--- BEGIN Document segment ---
Order Idempotency & Duplicate-Order Prevention Playbook (FIX/API)

Date: 2026-03-11
Category: knowledge
Domain: finance / execution engineering / trading operations

Why this matters

In live execution, the most expensive bug is often not a bad signal — it is a duplicated order.

Typical path:

you send an order,
ack is delayed or dropped,
your retry logic fires,
venue/broker treats retry as a new intent,
you get unintended extra exposure.

This is a reliability problem first, and a PnL problem immediately after.

Core principle

Treat order submission as an idempotent intent pipeline, not a best-effort message send.

Retries are inevitable.
Disconnect/reconnect is inevitable.
Sequence resets and replay flags happen.
Therefore duplicate-prevention must be a first-class control, not an afterthought.

Identifier semantics you must keep straight

1) `ClOrdID` (FIX Tag 11)

Client-assigned order identifier.
Must be unique at least within trading day; for multi-day flows, encode date/scope.
This is your primary idempotency key on outbound intent.

2) `OrigClOrdID` (FIX Tag 41)

Links cancel/replace request to previous client order ID.
Critical for lineage when modifying orders.

3) `OrderID` (FIX Tag 37)

Broker/venue-assigned order identifier.
Useful for downstream reconciliation, but not your submission idempotency root.

4) `ExecID` (FIX Tag 17)

Unique execution report identifier from sell-side.
Use for inbound dedupe/replay-safe fill processing.

5) `PossDupFlag` (43) / `PossResend` (97)

Signals that message may be retransmitted/replayed.
Your consumers must be safe under replay.

Failure modes that create accidental duplicates

Ack-timeout blind retry
- “No ack in X ms => send new order” without stable ClOrdID reuse policy.
Session reconnect with volatile ID generator
- ID sequence restarts after process crash/redeploy.
Cancel/replace race
- Replace submitted while original ack state is unknown; both legs become live.
Gateway failover split-brain
- Primary and standby both emit the same strategy intent independently.
Replay-unaware execution consumer
- Duplicate ExecutionReport counted twice in position/PnL.

Practical architecture (minimal but robust)

1) Intent Ledger (authoritative)
--- END Document segment ---
--- BEGIN Record list ---
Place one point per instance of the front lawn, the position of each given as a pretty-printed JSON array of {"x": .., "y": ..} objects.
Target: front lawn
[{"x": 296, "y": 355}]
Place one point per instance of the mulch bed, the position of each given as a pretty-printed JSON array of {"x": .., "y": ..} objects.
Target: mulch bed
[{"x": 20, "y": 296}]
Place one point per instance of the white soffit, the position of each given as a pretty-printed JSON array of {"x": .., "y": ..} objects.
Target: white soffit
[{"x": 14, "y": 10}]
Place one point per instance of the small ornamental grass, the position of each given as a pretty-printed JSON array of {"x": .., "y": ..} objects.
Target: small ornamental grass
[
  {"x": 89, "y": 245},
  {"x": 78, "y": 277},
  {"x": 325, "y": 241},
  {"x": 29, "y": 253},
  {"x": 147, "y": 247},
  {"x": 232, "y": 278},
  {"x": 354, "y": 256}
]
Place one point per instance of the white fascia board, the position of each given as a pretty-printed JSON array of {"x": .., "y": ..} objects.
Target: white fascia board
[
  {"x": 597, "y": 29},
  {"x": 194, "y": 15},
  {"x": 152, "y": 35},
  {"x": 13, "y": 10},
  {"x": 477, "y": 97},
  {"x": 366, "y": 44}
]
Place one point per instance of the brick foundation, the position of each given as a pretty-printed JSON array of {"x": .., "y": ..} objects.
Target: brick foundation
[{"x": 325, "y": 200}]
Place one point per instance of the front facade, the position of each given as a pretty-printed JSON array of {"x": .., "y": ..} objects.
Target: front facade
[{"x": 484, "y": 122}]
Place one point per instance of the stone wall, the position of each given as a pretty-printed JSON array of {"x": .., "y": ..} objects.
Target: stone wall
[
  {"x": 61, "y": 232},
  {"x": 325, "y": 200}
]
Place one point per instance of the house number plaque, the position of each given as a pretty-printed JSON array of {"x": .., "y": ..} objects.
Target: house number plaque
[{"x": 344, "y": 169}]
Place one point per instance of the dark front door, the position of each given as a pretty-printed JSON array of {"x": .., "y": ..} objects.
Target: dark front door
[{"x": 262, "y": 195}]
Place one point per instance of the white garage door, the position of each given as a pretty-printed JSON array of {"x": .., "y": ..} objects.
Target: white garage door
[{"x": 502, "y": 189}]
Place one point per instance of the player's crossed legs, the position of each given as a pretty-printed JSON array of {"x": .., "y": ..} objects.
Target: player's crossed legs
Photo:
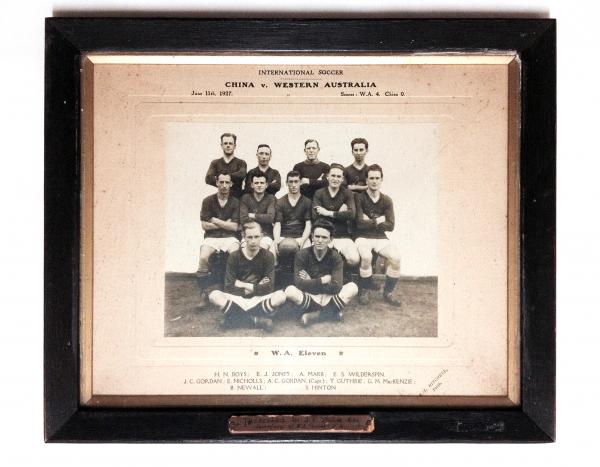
--- END Record list ---
◆ Objective ◆
Please answer these questions from the duplicate-order prevention playbook:
1. Which FIX tag number corresponds to `ClOrdID`?
2. According to the playbook, what should `ExecID` be used for?
3. In the "Cancel/replace race" failure mode, what happens to both legs?
The items aren't needed for this.

◆ Written reply ◆
1. Tag 11.
2. Inbound dedupe and replay-safe fill processing.
3. Both legs become live.